Exercise details: Locate each line in the material below that contains the string "dress" and copy it out in full. Matching is case-sensitive.

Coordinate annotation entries
____

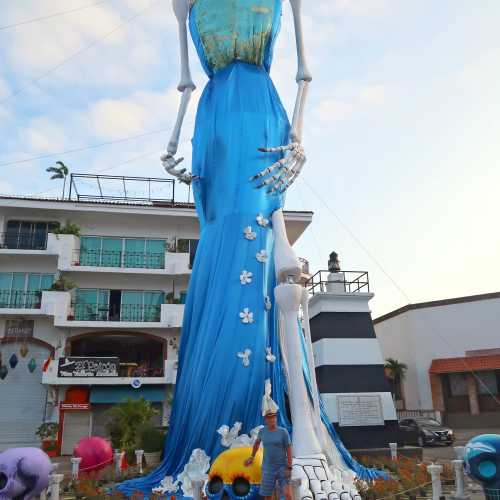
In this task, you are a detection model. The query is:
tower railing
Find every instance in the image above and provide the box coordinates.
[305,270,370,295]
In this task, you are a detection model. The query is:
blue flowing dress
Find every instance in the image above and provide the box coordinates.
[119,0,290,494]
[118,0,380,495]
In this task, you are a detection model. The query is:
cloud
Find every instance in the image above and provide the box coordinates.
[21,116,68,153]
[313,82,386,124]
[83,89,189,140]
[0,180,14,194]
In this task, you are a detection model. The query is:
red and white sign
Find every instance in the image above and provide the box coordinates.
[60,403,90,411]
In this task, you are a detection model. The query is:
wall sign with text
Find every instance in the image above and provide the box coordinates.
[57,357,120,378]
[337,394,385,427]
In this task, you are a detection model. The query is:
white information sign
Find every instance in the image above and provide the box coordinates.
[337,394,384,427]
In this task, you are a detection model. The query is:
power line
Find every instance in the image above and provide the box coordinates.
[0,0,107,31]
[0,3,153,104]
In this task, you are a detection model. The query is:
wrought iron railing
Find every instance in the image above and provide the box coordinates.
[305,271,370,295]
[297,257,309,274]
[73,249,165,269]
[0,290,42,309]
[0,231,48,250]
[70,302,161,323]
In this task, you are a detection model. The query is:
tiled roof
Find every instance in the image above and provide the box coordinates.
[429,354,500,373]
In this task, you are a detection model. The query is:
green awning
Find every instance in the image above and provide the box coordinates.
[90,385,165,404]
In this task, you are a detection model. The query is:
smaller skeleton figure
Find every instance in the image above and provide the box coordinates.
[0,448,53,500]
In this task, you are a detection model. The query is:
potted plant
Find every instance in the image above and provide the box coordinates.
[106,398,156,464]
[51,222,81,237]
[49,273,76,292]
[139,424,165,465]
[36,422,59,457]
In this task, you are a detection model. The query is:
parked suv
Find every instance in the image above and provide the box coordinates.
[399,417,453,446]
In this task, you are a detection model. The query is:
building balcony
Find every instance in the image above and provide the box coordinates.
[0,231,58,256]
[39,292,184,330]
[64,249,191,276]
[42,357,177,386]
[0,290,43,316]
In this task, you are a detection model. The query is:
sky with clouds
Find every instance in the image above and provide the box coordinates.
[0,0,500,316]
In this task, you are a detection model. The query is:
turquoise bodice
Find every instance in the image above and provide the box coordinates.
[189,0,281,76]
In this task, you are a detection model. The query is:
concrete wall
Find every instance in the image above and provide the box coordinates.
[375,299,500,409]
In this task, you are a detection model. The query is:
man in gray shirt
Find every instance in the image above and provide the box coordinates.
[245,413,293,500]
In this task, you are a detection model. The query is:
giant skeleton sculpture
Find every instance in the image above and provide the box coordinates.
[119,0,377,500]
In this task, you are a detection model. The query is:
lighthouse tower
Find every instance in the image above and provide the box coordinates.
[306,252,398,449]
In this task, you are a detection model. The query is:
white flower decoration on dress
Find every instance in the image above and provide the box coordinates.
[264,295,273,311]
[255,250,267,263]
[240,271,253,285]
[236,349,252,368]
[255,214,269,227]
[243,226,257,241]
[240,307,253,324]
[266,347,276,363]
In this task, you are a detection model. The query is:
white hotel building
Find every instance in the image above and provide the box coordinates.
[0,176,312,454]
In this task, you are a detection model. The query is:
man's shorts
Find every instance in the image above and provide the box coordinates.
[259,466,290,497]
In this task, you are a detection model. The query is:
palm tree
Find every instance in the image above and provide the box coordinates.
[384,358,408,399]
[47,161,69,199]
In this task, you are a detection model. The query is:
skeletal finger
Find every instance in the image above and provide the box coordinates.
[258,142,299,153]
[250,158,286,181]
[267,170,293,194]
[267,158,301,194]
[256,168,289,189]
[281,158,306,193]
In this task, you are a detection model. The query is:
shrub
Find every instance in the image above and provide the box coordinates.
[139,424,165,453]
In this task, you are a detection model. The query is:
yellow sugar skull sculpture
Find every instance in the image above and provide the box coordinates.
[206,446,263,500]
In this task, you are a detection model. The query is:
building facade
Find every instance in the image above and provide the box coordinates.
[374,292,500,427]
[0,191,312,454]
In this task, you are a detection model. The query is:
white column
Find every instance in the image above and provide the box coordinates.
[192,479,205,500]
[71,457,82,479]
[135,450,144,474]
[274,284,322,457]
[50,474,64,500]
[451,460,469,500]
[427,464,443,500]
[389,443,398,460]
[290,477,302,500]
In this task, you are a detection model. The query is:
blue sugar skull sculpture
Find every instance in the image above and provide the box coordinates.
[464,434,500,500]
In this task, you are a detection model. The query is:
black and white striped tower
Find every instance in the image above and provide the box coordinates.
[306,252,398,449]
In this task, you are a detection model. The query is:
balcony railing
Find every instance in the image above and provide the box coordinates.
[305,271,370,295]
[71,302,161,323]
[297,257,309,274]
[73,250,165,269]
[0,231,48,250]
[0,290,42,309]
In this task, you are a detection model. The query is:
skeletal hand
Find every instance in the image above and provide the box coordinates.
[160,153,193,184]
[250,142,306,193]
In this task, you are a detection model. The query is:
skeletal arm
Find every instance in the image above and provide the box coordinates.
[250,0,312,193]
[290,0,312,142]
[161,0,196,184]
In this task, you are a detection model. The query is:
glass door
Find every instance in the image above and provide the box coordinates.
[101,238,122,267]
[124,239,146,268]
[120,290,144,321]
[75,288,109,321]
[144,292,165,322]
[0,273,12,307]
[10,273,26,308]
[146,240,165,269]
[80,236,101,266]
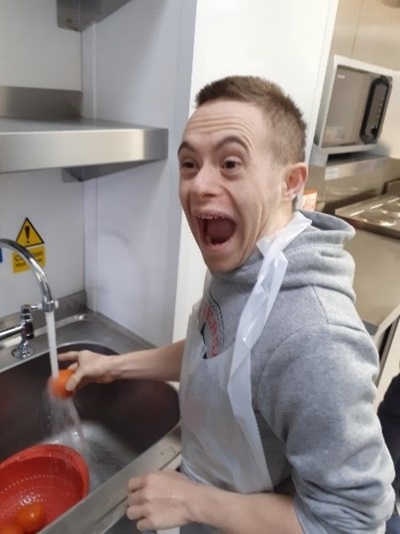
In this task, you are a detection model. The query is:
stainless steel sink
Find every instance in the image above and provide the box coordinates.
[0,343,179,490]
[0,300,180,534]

____

Answer below:
blue flowing dress
white flower decoration on dress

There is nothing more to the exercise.